| PASSAGE |

Four horses or mules, 75 cents.

Loaded wagon or Sled Carriage or Sleigh drawn by;
One horse or mule, 20 cents Two horses, mules or oxen, 60 cents Every additional horse mule or ox, 5 cents Each cord of firewood, 62½ cents

Single Horse and Rider, 15 cents Horse, mule, or donkey without a rider, 8 cents Foot passenger, 3 cents.

However, in 1850, word came that Robert Wilson, toll collector for the CVRR Bridge, allowed cattle and other stock to pass for a lesser toll than the rates the two companies had agreed upon in 1847. Naturally, the Camelback lost substantial business. The end result proved extremely profitable for both companies. On November 6, 1850, an agreement was signed that the CVRR would be paid quarterly an annual sum of $5,000 for the next ten years to ban all pedestrian, stock and wheeled traffic from its bridge and demote itself entirely to locomotive travel. Both companies enjoyed this transaction so much that it extended long past the original expiration date of 1860.

Defending The Capital

Harrisburg, with a population of fourteen thousand in the 1860 census, had certainly seen its share of war by the early summer of 1863. Three days after Fort Sumter had surrendered and the war broke out in mid-April 1861, Camp Curtin was established. It soon became the largest training camp in the North.

In the late spring of 1863, General Robert E. Lee and his Confederate Army of Northern Virginia were again plotting an invasion into the Dutch farm fields of southern Pennsylvania after he had been stalled at Antietam the previous fall. His goals included relieving Virginia of the heavy burden of being the eastern theater's main fighting ground, replenishing his army's subsistence with foods at the expense of Maryland and Pennsylvania farms, drawing Federal attention from other sectors and targeting Harrisburg, the capture of which had the potential of greatly embarrassing Federal war efforts. A combination of the above could give Lee a successful campaign and push forth peace talks for the end of the war and ultimately the Confederacy's independence.

Harrisburg was among the most promising of these options. It was, of course, a Northern capital, the capture of which would give the Rebels a major morale boost and an outside chance of foreign recognition. Camp Curtin was located in Harrisburg, which, if captured, would cut off a major flow of Federal reinforcements to the Northern armies engaged in the field. Lastly were the dozens of roads, bridges and railroads emanating from the city, several of which led to Philadelphia, Baltimore and Washington, three cities that would have, if captured or substantially threatened, severely damaged any leverage President Abraham Lincoln still held to continue the war. "If Harrisburg comes within your means, capture it," Lee wrote to Second Corps commander Lieutenant General Richard S. Ewell on June 22. Capturing or threatening Harrisburg could significantly help Lee accomplish his strategic goals.

To protect Pennsylvania's capital, the Federal War Department assigned Major General Darius Nash Couch, a West Pointer and former corps commander in the Army of the Potomac. Born in Putnam County, New York, on July 23, 1822, he was raised with a common school education. He graduated from the highly noted West Point class of 1846 with George McClellan and "Stonewall" Jackson, the latter Couch's roommate. Couch was brevetted for gallantry and meritorious conduct in the Mexican War. In 1855, he resigned his commission to enter the copper fabricating business of his wife's family in Taunton, Massachusetts.

| JOB 1 |
Based on the Harrisburg passage, say whether each statement agrees with it, answering yes or no and quoting the words that decide it. (a) Camp Curtin became the largest training camp in the North. (b) The 1850 agreement paid the CVRR for twenty years. (c) George McClellan was Couch's roommate at West Point.
| JOB 2 |
According to the Harrisburg passage, what was the city's population in the 1860 census?
| JOB 3 |
Carry the Harrisburg passage forward, starting right after its final sentence.
The listing that comes next is separate material from the Harrisburg passage.

| SOURCE EXCERPT |
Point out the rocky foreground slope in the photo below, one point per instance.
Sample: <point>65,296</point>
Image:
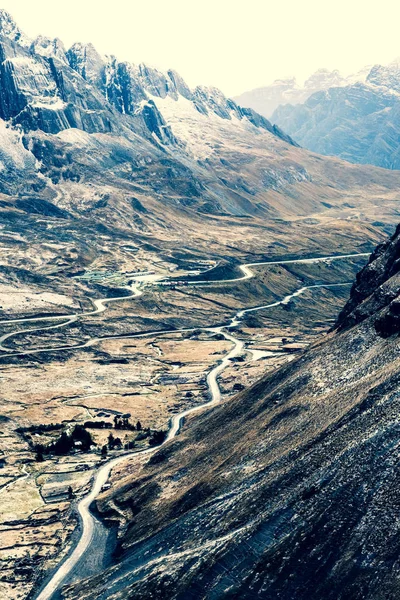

| TASK OUTPUT 1 |
(a) Yes: "It soon became the largest training camp in the North."
(b) No: "an annual sum of $5,000 for the next ten years"
(c) No: "with George McClellan and "Stonewall" Jackson, the latter Couch's roommate."

| TASK OUTPUT 2 |
Fourteen thousand.

| TASK OUTPUT 3 |
When war erupted in 1861, he became colonel of the 7 Massachusetts. Couch enjoyed rapid promotion when former classmate George McClellan took command. The New York native proved to be a steady and consistent commander as he led a division of the Fourth Corps in the Peninsular Campaign. In July 1862, illness prompted Couch to tender his resignation to McClellan, who refused it and instead promoted him to major general. Engaged at Antietam as a divisional commander, Couch commanded the Second Corps at Fredericksburg and Chancellorsville. He expressed disgust at the behavior of then — army commander Joe Hooker, who was largely (and rightly) blamed for the disaster at Chancellorsville. Couch reportedly "told Mr[.] Lincoln that he had served through two disastrous campaigns rendered so by the incompetency of the commanders as he had no faith in any improvement, he requested to be separated[.]" By one account, Lincoln even tendered command of the army to Couch, though he declined it.

On June 9, an order establishing two different departments was drafted; however, evident errors in the order required another edited order, which was released from the War Department the next day. Brigadier General William T.H. Brooks assumed command of the Department of the Monongahela, which embraced those parts of Pennsylvania west of Johnstown and the Laurel Hills, including several counties in West Virginia and Ohio, with headquarters in Pittsburgh. General Couch was assigned to the command of the Department of the Susquehanna, which consisted of the land east of Johnstown and the Laurel Hills, headquartered in Harrisburg.

On June 11, Couch left Washington and entrained for Harrisburg. When he arrived the next evening, he met with Pennsylvania's Republican governor, Andrew Gregg Curtin, and his council of military advisors. All understood the first task at hand was to raise volunteers. Couch proposed a proclamation that began by explaining the emergency. The document went on to detail that "when not required for active service to defend the department, they will be returned to their homes, subject to the call of the commanding general." Couch's order also incorporated a bounty system using the only enticing item he had because the department was desolate of funds: rank. It stated that any person who brought forty or more men would be commissioned a captain, twenty-five or more men a first lieutenant and fifteen or more men a second lieutenant. Instead, many showed up eager to be officers but with no men accompanying them.

On June 12, Curtin issued the first of three proclamations, confirming the rumors of a Rebel invasion and urging citizens to respond to either Couch's or Brooks's General Orders for troops. "The importance of immediately raising a sufficient force for the defense of the State cannot be overrated," Curtin declared.

Colonel Thomas A. Scott, aide and advisor to Curtin, recognized several flaws in Couch's call (which Curtin's June 12 proclamation advocated), namely its appeal to ordinary Pennsylvanians. As Scott's biographer noted, "There was a serious lack of definiteness about the whole arrangement." Volunteers were informed that they would be treated like Regulars while in the field and returned home when "not required for active service." Their terms of service were all up in the air. Couch's call essentially named terms of service within the parameters of at "the pleasure of the President or for the continuance of the war." Additionally, they would receive no bounty (other than rank) and no pay unless Congress (which was currently not in session) authorized so. In the latter, Scott acknowledged "a fatal weakness." Good-paying, fair-wage jobs were, in the words of Scott's biographer, "plentiful throughout the state. To expect men to leave lucrative employment to enter the military service without any prospect of immediate compensation was asking too much."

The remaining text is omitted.